### DATA UNDER STUDY ###
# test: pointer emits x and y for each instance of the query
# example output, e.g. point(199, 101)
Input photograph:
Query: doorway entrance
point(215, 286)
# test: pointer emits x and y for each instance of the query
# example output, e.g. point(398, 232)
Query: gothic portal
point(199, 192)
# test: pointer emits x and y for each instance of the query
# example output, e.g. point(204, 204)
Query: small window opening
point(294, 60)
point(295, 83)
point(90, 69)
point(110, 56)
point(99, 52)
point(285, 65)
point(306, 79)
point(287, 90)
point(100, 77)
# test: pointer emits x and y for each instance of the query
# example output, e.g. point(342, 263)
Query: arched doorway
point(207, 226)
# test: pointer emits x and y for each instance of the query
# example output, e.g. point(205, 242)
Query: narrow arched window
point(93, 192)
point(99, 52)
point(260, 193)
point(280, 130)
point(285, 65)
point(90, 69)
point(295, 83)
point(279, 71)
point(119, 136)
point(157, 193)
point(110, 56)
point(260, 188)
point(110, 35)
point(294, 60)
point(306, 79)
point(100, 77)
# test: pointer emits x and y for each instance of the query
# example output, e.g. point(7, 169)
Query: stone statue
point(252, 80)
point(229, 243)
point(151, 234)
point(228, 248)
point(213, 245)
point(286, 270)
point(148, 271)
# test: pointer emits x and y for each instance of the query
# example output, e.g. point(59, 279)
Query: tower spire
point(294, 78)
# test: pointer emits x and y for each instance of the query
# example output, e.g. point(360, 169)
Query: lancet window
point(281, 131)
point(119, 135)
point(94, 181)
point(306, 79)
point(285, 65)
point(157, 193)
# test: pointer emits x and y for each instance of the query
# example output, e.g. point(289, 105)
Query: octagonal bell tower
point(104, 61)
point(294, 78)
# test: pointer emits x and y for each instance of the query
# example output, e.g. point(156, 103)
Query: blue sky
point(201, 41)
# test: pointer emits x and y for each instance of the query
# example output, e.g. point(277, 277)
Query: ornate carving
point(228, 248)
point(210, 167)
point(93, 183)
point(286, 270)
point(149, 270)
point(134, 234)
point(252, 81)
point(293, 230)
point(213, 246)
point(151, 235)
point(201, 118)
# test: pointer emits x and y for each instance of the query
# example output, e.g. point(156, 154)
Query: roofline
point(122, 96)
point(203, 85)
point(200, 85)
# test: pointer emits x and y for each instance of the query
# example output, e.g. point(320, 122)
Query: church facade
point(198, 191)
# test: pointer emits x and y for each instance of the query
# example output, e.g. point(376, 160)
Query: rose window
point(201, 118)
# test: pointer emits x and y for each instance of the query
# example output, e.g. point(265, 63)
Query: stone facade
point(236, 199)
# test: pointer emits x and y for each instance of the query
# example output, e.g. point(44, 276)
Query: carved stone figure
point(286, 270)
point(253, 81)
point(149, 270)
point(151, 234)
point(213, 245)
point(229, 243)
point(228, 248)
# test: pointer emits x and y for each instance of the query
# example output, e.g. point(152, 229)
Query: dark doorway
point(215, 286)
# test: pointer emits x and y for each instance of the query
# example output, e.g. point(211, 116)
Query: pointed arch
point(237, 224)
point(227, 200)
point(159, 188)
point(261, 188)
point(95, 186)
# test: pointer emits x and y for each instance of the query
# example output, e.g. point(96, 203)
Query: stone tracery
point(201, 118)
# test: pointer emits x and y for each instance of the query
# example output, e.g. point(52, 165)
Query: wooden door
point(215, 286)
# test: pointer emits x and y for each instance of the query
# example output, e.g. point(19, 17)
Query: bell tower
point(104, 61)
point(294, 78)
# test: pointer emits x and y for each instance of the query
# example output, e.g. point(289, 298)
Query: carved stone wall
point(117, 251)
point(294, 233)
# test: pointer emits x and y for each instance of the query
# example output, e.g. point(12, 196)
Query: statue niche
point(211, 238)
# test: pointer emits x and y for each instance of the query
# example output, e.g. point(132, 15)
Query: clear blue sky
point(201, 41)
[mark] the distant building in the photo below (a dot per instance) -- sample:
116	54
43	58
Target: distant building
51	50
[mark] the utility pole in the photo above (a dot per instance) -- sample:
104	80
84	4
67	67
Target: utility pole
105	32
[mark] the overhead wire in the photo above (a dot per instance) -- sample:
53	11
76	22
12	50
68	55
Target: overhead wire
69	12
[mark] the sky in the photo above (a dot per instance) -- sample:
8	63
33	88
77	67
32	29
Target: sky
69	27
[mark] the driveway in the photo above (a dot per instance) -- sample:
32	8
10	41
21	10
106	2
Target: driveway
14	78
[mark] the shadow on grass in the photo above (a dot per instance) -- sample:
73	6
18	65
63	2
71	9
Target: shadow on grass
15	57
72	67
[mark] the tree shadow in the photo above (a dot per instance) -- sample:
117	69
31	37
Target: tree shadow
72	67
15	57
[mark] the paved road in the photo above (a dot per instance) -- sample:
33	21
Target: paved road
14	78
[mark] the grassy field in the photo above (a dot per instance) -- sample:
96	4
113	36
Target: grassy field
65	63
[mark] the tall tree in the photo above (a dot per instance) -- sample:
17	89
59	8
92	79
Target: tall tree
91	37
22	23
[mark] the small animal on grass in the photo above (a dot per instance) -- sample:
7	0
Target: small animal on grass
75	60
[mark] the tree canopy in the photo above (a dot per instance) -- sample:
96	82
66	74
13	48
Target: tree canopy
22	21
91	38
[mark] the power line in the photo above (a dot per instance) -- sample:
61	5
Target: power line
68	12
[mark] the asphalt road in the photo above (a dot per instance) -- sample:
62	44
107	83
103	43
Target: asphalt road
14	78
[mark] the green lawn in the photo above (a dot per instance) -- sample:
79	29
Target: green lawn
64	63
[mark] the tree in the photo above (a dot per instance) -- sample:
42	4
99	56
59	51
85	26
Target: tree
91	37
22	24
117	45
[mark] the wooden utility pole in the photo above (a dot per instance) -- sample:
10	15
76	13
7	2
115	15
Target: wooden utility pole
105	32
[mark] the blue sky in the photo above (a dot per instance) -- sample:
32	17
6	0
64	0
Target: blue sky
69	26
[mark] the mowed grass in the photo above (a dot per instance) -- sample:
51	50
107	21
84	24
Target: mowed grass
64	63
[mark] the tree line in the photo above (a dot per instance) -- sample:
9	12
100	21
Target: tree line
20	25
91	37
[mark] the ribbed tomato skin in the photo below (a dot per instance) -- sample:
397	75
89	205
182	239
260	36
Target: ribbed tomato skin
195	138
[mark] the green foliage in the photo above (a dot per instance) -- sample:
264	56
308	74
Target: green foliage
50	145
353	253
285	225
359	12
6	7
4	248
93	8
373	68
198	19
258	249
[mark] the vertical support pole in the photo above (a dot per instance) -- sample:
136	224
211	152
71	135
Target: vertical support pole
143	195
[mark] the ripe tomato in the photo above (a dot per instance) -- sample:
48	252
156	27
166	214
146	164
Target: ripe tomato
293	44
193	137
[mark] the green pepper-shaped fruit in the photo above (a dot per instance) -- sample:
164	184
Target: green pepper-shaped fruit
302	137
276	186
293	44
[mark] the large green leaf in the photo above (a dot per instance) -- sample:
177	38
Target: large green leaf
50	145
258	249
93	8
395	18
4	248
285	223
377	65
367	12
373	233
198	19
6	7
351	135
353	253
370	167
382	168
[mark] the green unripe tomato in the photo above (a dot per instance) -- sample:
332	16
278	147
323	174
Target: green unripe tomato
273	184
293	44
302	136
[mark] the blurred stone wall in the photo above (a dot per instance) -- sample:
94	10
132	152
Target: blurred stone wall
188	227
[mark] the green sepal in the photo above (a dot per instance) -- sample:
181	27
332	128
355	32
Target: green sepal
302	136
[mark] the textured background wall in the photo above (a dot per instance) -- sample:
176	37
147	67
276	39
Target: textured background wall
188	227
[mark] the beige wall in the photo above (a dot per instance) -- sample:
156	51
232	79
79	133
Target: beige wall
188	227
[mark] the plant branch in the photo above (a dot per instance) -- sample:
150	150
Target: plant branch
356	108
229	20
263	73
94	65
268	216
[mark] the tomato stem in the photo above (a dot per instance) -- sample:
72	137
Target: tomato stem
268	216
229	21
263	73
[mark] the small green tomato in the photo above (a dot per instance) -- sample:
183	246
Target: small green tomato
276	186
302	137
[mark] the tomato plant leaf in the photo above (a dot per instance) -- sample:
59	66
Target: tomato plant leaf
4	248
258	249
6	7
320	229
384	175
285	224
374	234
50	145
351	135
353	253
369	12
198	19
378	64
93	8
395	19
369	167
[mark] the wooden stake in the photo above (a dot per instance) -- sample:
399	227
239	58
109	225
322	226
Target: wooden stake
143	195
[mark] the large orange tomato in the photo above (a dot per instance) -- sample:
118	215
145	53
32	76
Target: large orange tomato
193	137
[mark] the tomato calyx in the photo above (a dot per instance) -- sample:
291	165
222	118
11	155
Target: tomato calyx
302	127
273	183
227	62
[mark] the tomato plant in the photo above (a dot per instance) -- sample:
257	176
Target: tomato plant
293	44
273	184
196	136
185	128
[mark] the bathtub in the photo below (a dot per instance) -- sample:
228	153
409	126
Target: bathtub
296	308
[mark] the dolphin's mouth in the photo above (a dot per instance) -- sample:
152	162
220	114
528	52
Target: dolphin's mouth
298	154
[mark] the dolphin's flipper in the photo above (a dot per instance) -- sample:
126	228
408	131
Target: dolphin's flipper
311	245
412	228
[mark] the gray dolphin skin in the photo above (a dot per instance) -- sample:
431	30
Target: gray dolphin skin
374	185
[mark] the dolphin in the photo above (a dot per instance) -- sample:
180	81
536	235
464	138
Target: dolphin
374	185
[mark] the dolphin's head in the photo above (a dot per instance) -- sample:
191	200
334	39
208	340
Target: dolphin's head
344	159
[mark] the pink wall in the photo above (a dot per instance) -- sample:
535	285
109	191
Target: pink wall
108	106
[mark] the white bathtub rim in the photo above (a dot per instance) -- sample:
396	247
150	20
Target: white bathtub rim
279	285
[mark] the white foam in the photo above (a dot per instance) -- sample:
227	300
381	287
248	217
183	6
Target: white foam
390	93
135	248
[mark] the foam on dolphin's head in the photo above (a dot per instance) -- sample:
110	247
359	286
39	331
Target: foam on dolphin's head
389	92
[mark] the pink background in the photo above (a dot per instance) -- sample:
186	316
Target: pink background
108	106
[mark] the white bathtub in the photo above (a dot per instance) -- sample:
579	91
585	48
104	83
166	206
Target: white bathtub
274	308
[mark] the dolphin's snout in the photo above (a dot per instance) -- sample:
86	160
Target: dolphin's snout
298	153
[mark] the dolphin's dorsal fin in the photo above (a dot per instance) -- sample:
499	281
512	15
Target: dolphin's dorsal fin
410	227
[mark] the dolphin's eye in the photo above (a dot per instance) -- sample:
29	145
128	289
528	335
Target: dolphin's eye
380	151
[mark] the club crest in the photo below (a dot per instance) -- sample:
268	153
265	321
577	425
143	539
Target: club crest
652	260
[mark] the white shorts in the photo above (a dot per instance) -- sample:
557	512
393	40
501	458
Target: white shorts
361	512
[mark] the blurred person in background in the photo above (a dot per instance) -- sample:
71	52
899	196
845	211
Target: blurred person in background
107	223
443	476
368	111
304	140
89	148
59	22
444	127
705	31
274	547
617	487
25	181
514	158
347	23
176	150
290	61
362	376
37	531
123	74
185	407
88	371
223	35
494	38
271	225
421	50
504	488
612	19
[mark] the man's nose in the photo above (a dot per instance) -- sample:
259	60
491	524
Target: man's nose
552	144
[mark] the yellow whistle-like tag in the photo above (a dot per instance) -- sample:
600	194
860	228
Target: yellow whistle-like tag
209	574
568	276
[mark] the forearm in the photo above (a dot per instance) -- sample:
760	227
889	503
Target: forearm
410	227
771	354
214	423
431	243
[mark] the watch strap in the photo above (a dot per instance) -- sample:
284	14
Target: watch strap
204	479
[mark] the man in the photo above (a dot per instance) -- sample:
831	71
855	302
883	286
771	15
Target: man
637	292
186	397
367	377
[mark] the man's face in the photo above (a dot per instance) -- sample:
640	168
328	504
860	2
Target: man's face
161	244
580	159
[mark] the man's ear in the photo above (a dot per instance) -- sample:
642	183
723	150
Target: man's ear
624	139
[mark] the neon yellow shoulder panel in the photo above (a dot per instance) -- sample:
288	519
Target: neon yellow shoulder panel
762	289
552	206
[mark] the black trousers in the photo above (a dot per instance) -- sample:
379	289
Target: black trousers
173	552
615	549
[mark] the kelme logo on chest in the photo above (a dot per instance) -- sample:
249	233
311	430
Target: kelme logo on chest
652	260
###
PROBLEM REQUIREMENTS
Looking at the entries, how many lines contain the string "below"? The answer is that number alone.

ANSWER AREA
4